::: INPUT RECORDS

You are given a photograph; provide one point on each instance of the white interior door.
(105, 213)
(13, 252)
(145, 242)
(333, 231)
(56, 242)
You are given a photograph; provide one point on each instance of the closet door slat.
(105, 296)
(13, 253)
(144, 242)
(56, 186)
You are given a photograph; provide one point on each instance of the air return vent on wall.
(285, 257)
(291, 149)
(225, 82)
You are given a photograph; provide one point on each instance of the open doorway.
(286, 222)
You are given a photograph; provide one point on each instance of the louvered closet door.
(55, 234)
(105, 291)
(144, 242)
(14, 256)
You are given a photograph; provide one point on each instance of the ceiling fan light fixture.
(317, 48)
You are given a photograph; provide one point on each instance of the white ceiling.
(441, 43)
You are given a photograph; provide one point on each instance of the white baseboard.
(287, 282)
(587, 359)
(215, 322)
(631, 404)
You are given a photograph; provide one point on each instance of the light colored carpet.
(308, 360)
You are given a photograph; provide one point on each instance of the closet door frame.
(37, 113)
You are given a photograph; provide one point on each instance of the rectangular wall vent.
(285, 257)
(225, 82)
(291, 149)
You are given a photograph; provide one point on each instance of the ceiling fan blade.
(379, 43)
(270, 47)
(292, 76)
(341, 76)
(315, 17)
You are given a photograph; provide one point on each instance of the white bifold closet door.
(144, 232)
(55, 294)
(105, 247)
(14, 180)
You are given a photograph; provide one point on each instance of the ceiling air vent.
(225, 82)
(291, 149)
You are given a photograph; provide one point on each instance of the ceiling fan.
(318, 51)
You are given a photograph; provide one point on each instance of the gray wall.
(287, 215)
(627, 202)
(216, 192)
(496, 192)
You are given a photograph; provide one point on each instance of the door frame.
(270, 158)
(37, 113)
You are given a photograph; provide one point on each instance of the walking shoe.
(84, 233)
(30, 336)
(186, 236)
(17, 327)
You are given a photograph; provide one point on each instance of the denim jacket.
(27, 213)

::::::

WHAT TO DO -> Change every "white" in the material to "cream" and reproduce all of the material with nothing else altered.

ANSWER TO THE TASK ->
You are given a photograph; provide one point on each instance of the cream interior door.
(105, 213)
(13, 252)
(145, 242)
(333, 231)
(56, 242)
You are given a photograph; provide one point on each instance of the closet door slat.
(105, 296)
(13, 253)
(144, 242)
(56, 186)
You are given a photograph; provide one point on each instance of the air return vent on wall.
(285, 257)
(291, 149)
(225, 82)
You are given a photograph; provide one point on each instance of the open doorway.
(286, 222)
You are given a photograph; provide one point on each instance of the louvered closet door.
(55, 234)
(105, 291)
(144, 242)
(14, 256)
You are given a photograph; provide one point on each instance of the ceiling fan light fixture.
(317, 48)
You are given a photograph; provide one point on each instance of the cream ceiling.
(441, 43)
You are given a photograph; provide one point on each instance of the cream baseboard.
(287, 282)
(587, 359)
(215, 322)
(631, 404)
You are given a photograph; provide one point on each instance of the light colored carpet.
(308, 360)
You are given a photograph; provide one point on each instance of the closet door frame.
(37, 113)
You are given a photograph; provide one point on each instance of the rectangular wall vent.
(285, 257)
(225, 82)
(291, 149)
You are given a photograph; provide one point on each instance of the ceiling fan blade.
(379, 43)
(270, 47)
(292, 76)
(341, 76)
(315, 17)
You are given a photograph; provide one point on each instance of the cream bifold closet door.
(144, 232)
(55, 294)
(105, 247)
(14, 180)
You are given a photograph; provide one point on each instance of the ceiling air vent.
(225, 82)
(291, 149)
You are given a photograph; provide one point on each instance of the ceiling fan.
(318, 51)
You are given a photograph; provide one point on each instance of the gray wall.
(287, 215)
(627, 202)
(216, 192)
(496, 192)
You are given a photograph; provide one point on each instance of the door frame.
(270, 158)
(37, 113)
You are given a photograph; provide one point on each instance of the walking shoe.
(84, 233)
(30, 336)
(186, 236)
(17, 327)
You are given a photograph; provide one point on each instance of the denim jacket.
(27, 213)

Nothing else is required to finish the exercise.